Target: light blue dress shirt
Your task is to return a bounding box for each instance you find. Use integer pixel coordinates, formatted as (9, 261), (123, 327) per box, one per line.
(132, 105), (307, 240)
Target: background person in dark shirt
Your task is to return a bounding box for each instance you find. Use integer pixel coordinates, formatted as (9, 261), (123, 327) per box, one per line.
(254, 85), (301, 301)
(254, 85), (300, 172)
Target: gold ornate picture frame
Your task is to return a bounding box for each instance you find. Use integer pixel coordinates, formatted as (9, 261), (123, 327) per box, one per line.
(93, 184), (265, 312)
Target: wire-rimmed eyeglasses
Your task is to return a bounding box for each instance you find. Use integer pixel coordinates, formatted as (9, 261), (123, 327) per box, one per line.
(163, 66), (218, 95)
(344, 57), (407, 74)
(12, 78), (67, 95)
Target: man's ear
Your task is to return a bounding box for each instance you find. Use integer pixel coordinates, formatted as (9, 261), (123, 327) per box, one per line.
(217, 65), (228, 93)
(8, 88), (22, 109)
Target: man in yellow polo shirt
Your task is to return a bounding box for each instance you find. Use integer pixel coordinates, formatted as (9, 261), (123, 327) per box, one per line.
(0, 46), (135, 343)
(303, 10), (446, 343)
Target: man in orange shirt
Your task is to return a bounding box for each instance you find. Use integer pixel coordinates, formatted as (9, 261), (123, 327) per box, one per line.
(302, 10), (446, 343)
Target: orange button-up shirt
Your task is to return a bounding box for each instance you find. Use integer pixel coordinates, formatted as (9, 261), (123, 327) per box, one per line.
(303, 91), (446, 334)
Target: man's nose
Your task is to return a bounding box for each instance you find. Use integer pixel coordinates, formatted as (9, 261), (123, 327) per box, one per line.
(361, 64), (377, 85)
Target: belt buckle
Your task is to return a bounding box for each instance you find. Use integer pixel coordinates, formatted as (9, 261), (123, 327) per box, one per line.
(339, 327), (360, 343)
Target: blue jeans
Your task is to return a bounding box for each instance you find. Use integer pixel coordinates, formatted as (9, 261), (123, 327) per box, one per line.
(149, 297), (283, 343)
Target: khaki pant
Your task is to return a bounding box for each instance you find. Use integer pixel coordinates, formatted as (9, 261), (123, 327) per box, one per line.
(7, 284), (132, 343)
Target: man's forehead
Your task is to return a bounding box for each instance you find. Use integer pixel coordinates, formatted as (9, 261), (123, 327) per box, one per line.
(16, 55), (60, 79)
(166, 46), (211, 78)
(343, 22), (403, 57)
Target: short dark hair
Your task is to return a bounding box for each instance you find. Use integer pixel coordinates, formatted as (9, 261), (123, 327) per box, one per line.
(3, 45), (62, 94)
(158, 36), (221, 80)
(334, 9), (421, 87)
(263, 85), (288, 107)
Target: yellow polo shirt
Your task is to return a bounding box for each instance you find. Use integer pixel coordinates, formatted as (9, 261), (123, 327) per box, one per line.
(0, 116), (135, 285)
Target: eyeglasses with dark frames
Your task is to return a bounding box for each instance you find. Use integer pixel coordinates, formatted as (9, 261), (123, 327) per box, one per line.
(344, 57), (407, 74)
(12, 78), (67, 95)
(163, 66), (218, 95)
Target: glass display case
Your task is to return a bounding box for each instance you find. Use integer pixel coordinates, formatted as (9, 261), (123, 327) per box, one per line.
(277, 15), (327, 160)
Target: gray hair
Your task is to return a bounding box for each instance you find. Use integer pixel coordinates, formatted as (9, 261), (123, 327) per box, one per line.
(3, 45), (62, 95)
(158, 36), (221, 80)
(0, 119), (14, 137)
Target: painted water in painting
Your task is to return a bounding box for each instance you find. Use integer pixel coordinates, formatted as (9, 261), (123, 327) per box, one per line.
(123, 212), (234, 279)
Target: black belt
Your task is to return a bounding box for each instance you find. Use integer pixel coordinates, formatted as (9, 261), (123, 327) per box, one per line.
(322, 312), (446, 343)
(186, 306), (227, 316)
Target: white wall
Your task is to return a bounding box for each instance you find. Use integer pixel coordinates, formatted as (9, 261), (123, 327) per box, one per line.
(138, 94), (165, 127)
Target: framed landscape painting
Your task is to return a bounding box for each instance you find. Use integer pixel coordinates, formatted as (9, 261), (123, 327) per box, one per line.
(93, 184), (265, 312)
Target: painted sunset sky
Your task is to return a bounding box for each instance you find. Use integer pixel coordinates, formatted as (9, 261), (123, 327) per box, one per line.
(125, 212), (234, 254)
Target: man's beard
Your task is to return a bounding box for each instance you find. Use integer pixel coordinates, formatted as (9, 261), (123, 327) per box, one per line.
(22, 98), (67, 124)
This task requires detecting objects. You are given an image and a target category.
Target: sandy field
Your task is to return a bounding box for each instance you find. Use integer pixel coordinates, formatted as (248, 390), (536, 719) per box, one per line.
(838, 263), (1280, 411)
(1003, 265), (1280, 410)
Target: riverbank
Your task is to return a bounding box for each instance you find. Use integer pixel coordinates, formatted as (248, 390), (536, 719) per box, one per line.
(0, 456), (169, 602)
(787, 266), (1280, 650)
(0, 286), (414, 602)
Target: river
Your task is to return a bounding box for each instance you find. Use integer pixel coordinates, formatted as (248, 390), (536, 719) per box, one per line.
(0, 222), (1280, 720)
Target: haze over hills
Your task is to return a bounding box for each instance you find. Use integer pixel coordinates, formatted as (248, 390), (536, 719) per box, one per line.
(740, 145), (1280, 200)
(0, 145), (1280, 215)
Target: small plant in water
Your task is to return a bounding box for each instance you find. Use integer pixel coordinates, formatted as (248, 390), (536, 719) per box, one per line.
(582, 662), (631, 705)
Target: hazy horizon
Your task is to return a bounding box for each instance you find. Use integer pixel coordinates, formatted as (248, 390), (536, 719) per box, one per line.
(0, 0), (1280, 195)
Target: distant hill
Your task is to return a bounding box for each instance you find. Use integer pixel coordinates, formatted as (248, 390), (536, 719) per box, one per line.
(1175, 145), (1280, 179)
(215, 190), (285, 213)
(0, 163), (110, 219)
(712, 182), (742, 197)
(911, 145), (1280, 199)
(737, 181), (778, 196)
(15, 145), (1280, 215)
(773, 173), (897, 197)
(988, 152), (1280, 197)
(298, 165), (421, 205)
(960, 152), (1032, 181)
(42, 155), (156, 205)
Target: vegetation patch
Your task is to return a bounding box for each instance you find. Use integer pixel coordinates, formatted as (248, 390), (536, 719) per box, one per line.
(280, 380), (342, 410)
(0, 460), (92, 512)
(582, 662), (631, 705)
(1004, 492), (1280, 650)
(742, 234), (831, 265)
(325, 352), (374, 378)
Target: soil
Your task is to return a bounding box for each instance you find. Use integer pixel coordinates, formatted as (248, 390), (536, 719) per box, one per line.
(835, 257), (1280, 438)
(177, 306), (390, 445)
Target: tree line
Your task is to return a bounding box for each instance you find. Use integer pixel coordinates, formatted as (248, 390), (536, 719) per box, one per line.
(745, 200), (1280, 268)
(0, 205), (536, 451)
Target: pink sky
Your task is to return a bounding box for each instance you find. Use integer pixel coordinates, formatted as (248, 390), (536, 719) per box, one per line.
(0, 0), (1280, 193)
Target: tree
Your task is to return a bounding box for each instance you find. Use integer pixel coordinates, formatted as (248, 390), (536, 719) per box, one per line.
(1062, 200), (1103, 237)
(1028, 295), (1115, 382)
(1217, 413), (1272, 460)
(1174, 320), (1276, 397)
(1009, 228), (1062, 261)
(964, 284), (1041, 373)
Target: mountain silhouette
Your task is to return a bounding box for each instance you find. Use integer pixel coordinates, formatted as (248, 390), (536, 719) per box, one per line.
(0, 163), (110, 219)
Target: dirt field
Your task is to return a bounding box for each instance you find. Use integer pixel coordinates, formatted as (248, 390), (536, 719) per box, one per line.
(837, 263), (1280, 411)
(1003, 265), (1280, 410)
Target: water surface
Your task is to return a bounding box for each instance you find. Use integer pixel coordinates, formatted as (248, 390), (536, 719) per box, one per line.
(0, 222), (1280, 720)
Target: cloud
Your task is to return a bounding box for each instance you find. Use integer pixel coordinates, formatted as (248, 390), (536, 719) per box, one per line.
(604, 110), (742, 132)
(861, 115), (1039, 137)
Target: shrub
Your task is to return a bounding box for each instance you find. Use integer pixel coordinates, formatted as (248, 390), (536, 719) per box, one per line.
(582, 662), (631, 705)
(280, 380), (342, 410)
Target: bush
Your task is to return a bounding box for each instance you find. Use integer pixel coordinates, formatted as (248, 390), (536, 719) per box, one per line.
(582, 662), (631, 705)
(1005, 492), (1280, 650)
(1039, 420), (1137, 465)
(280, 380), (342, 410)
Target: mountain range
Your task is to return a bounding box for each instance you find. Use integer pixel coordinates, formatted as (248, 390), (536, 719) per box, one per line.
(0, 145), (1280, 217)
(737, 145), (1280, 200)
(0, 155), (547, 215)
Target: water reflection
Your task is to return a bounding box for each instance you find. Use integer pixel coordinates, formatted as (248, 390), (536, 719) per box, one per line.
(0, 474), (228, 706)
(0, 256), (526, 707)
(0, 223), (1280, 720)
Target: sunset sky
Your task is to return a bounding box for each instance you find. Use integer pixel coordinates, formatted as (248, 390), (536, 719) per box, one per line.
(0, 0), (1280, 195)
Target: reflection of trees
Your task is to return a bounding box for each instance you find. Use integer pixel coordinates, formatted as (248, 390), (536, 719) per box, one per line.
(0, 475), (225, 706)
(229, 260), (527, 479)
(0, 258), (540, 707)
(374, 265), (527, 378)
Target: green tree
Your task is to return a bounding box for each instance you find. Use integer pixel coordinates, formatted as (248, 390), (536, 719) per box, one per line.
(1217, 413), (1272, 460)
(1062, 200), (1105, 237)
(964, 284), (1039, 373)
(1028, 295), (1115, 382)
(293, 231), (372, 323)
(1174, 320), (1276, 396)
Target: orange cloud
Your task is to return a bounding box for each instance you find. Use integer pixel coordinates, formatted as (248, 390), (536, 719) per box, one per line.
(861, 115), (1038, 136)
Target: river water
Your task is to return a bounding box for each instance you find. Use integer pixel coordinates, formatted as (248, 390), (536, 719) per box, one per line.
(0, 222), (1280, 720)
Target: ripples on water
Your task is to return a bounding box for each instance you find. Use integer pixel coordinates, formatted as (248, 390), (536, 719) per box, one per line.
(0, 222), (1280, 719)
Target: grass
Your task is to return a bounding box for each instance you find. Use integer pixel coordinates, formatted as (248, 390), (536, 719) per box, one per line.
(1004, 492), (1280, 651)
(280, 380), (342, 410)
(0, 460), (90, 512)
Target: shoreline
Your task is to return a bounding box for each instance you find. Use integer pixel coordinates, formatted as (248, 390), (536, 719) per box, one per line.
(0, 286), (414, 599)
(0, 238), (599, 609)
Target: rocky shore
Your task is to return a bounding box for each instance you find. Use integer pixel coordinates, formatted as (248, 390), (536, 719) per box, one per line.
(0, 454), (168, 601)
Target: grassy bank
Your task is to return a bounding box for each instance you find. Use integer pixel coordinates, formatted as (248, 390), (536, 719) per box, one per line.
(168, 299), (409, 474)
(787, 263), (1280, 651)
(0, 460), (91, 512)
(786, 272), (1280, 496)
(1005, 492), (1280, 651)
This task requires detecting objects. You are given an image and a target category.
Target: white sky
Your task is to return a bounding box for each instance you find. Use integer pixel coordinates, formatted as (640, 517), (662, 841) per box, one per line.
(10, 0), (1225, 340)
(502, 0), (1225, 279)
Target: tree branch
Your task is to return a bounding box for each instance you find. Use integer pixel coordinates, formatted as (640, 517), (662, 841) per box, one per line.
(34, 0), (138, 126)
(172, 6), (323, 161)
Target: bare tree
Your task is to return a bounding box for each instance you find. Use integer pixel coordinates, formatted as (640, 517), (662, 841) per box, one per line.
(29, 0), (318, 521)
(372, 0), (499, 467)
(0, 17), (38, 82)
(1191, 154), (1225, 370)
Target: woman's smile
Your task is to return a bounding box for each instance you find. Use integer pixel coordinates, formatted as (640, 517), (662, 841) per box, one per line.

______

Copy out, unchanged, the part of the listing above that opens with the line containing "Target: gold ornate picture frame" and closes with the line containing "(361, 64), (377, 85)", including both of those lines.

Target: gold ornate picture frame
Your task is to return a bounding box for each instance you find. Use integer pixel coordinates, formatted as (9, 261), (123, 327) per box, one per line.
(93, 184), (265, 312)
Target: wire-rimmed eyeglasses
Your task is to return a bounding box for each instance you find. Use integer pixel coordinates, formatted as (9, 261), (123, 327) per box, one per line.
(163, 66), (218, 95)
(344, 57), (407, 74)
(12, 78), (67, 95)
Target: man's ear
Your task is to return a bounding box for each instance you find. Use integer pixel coordinates, formatted as (9, 261), (123, 327) per box, one per line.
(217, 65), (228, 93)
(8, 88), (22, 109)
Target: man in yellow polo shirt
Your task is to return a bounding box for each instance you find. Use integer pixel coordinates, formatted as (9, 261), (123, 327) per box, one per line.
(0, 46), (135, 343)
(303, 10), (446, 343)
Target: man in orange shirt
Your task is to return a bounding box for each instance you find. Use integer pixel coordinates, formatted as (9, 261), (123, 327) per box, one per line.
(302, 10), (446, 343)
Target: orange button-up shirt
Your task is to return a bounding box for each instance you find. Use integer pixel coordinates, formatted as (9, 261), (123, 327) per box, one per line.
(303, 91), (446, 334)
Target: man's nose
Your task is to return a bounding box for each instance you find. Use integer pixel coordinates, formatted as (9, 261), (123, 327) per box, one per line.
(361, 64), (377, 85)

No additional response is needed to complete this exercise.